_Required task_. Identify every line in the data below that contains the string "strap", and copy each of those lines. Case counts.

>> START Listing

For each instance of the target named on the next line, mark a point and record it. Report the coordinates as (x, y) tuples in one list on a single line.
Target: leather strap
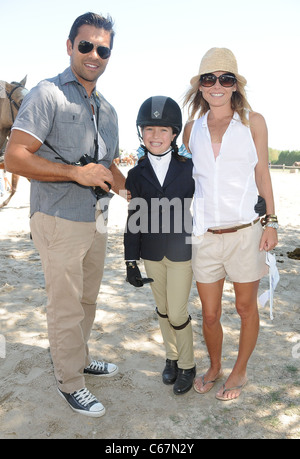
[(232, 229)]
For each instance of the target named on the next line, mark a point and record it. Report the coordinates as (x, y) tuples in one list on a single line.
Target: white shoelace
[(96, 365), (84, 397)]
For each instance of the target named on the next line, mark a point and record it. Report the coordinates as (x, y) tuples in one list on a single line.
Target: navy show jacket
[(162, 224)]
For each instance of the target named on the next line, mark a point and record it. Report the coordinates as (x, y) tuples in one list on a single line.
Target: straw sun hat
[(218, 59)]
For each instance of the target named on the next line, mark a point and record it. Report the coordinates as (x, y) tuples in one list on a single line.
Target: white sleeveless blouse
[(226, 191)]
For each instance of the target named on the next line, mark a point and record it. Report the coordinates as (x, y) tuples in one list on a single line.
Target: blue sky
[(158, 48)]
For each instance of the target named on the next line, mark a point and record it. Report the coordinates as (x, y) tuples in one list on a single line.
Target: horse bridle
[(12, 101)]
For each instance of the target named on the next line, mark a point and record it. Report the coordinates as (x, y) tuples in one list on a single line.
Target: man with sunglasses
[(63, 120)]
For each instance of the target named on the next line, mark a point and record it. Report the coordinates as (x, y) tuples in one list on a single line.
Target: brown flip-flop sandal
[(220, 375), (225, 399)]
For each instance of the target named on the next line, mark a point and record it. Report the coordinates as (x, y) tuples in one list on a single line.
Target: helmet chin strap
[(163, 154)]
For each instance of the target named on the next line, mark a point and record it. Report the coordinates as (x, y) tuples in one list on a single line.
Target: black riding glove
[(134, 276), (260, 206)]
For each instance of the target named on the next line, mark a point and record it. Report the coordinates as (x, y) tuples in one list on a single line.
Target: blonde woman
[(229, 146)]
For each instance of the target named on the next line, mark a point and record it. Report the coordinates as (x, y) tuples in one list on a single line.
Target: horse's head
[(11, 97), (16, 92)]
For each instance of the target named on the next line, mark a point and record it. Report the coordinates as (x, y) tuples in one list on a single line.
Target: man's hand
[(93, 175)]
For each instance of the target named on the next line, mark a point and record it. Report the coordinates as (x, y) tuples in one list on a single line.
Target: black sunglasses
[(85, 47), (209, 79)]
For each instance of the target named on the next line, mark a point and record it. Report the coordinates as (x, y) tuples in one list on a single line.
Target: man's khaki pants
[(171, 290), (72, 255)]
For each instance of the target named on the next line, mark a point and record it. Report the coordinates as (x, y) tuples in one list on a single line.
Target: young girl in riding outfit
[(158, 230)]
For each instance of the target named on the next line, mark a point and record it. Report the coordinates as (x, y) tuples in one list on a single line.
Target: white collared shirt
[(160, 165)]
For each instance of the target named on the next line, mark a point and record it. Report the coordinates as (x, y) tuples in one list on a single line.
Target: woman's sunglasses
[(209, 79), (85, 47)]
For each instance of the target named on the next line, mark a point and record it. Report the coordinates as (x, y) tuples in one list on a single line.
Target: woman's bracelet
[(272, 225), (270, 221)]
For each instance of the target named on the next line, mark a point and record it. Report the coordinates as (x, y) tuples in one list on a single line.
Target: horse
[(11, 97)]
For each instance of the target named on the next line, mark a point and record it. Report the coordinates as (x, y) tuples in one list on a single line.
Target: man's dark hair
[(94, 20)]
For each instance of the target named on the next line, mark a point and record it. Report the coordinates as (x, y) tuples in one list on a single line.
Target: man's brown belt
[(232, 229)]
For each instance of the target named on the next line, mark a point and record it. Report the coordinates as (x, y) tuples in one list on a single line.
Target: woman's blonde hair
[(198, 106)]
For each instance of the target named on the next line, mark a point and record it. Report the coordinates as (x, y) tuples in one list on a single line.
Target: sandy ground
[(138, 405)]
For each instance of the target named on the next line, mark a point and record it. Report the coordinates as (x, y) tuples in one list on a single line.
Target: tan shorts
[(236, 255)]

>> END Listing
>> START Listing

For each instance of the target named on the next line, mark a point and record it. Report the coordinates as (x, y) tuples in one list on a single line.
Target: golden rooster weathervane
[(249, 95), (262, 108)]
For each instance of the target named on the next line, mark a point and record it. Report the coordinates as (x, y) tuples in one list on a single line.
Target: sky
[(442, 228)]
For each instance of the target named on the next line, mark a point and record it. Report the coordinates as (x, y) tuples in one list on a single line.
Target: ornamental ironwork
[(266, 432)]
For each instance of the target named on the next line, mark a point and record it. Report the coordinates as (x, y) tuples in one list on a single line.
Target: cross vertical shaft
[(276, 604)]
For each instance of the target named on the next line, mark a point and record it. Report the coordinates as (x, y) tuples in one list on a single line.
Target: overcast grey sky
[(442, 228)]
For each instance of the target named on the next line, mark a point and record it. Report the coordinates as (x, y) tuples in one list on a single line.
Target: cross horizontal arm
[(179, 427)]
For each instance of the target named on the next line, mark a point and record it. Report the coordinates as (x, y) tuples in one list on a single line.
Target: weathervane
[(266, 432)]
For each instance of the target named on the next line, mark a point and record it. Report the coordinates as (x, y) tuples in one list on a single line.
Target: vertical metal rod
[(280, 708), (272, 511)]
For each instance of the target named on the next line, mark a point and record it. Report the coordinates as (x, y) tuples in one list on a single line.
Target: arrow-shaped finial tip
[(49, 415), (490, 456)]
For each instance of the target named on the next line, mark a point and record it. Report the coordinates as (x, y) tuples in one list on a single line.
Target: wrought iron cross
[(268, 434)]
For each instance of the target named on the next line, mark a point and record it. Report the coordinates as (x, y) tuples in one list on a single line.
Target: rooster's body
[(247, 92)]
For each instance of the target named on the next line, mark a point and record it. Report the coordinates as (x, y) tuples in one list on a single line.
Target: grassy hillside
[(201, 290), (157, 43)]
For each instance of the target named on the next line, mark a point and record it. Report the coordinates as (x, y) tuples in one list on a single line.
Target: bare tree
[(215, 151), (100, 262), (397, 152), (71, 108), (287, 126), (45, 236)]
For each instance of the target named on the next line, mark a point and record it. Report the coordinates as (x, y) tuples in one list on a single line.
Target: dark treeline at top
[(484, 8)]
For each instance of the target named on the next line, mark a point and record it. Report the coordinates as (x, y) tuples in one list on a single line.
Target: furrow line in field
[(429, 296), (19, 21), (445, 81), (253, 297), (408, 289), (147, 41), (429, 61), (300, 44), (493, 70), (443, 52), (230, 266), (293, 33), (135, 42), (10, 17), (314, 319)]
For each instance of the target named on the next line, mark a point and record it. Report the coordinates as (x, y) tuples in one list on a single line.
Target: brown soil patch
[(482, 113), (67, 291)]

>> END Listing
>> START Listing

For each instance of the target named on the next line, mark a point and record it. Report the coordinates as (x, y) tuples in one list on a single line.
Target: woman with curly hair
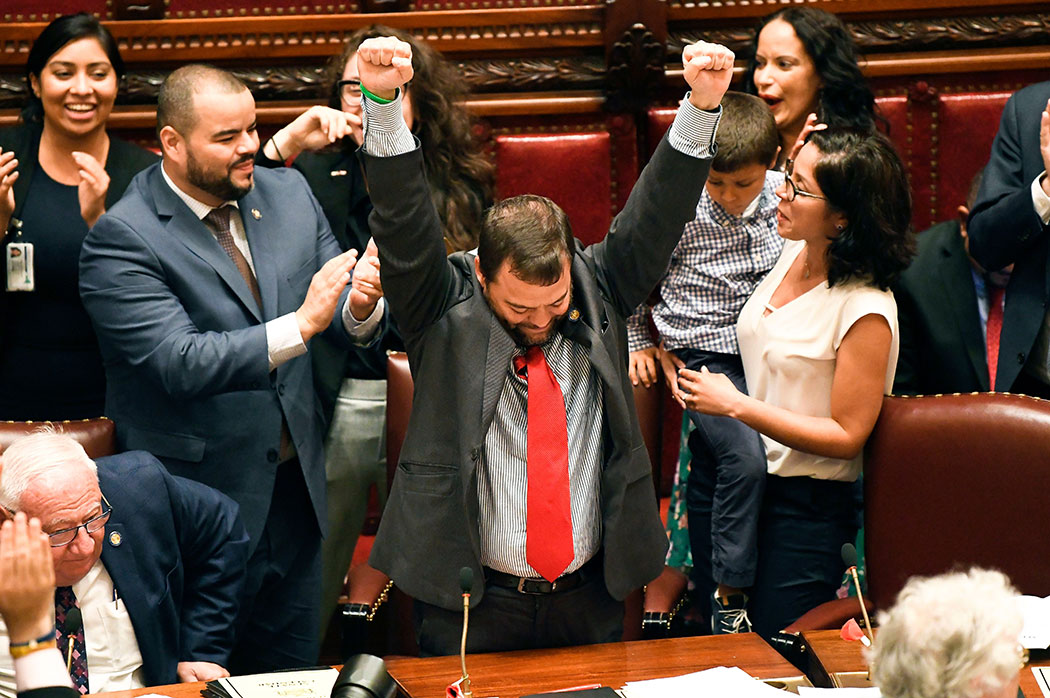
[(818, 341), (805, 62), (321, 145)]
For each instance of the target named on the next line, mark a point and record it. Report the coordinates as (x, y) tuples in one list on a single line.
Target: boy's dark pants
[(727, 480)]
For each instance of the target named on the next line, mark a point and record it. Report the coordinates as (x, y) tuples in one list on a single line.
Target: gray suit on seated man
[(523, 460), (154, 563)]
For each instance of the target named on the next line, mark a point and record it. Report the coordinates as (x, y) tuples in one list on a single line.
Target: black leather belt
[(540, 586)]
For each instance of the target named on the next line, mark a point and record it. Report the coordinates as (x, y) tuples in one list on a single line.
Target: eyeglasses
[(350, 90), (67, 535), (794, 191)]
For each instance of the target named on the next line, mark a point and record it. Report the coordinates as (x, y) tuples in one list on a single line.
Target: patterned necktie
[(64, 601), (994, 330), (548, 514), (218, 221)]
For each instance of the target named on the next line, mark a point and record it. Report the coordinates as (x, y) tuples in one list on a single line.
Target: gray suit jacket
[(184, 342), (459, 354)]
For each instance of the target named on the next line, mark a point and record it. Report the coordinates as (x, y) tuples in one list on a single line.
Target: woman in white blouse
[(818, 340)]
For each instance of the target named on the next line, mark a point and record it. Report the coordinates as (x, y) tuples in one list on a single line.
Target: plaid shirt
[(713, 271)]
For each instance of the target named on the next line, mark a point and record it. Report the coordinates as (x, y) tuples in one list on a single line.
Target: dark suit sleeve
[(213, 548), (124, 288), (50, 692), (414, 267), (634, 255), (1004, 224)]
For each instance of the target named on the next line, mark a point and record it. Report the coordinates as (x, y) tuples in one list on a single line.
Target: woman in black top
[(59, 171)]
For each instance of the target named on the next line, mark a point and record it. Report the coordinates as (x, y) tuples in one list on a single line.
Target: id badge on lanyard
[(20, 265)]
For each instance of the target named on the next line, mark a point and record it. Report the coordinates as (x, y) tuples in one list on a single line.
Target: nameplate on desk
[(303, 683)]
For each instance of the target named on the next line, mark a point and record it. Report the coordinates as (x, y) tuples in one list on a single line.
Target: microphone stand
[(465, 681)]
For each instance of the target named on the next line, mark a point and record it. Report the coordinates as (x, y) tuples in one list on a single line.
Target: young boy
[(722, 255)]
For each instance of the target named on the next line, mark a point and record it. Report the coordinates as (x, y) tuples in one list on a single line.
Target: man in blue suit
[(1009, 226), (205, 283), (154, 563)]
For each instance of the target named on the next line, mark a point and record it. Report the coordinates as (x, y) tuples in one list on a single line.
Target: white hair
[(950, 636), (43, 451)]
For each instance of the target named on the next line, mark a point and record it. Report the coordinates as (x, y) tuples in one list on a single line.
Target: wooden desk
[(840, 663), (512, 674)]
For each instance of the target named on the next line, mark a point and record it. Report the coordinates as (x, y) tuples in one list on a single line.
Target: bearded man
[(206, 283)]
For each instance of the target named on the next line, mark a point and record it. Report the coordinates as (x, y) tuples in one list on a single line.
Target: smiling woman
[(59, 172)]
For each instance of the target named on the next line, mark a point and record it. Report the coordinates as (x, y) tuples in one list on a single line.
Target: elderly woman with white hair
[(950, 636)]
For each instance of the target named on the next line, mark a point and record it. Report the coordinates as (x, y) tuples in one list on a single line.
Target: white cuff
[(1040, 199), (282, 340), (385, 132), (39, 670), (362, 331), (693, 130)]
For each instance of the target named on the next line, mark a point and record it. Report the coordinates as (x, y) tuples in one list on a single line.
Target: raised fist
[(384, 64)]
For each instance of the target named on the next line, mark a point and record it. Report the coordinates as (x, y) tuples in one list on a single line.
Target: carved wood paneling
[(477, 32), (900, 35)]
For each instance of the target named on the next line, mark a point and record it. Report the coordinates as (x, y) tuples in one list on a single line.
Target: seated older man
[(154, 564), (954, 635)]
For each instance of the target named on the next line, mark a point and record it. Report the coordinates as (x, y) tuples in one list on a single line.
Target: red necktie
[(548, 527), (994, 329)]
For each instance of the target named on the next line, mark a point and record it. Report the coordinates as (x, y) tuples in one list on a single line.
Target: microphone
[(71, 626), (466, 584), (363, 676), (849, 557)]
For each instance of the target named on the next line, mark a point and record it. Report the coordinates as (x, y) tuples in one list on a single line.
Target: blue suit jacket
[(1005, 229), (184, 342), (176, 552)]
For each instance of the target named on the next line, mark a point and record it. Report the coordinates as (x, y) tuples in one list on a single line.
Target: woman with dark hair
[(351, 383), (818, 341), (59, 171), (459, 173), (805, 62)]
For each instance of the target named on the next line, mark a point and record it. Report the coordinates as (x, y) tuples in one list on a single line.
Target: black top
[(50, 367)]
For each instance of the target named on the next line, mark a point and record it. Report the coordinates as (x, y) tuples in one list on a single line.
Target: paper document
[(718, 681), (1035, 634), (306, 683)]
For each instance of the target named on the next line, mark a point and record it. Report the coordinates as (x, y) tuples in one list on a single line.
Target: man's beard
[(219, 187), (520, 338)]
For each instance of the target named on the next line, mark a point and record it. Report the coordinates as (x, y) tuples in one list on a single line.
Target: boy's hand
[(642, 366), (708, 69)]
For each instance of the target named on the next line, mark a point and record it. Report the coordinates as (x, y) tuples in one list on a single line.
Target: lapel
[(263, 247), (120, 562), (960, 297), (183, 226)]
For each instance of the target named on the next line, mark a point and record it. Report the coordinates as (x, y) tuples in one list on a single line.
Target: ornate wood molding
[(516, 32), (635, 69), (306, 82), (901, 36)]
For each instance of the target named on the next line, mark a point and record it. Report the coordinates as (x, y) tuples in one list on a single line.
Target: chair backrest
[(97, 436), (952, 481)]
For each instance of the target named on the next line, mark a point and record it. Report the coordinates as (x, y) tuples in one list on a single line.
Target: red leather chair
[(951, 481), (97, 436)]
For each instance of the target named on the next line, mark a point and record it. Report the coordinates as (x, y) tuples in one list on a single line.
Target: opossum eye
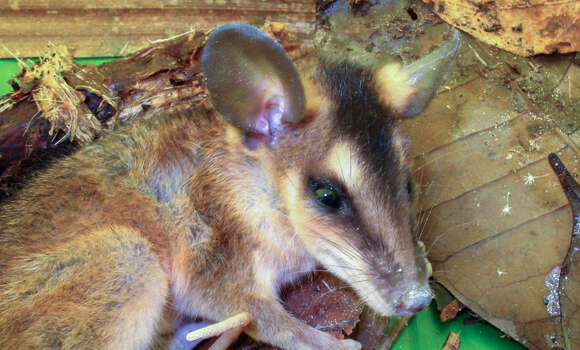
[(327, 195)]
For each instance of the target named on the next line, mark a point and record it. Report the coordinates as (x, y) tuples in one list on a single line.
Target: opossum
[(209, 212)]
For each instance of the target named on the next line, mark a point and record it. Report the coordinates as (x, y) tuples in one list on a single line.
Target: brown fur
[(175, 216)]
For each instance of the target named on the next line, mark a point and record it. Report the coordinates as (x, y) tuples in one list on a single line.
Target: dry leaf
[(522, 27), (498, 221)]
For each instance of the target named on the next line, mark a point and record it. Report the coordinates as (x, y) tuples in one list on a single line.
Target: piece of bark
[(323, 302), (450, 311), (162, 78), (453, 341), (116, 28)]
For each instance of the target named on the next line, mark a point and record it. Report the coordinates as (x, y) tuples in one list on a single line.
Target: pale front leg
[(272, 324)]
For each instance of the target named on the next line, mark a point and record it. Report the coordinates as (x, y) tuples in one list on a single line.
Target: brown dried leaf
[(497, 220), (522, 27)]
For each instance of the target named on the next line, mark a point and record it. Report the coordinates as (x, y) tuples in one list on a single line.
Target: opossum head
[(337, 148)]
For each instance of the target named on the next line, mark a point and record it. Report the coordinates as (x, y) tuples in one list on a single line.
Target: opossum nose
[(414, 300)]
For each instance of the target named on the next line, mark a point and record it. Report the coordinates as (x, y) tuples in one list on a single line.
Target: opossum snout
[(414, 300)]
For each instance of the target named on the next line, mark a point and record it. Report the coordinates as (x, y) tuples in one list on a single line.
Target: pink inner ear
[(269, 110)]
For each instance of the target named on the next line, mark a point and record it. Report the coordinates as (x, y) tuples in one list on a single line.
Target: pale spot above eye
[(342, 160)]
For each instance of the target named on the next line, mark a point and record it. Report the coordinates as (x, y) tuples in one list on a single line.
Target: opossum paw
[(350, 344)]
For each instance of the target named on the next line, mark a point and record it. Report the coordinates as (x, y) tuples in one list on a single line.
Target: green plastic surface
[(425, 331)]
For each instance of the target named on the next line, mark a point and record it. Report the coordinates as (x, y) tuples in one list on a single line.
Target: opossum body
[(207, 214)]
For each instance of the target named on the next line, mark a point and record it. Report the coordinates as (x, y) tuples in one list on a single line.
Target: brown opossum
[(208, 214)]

>> END Listing

_Correct response_.
Target: leather strap
Target: helmet chin strap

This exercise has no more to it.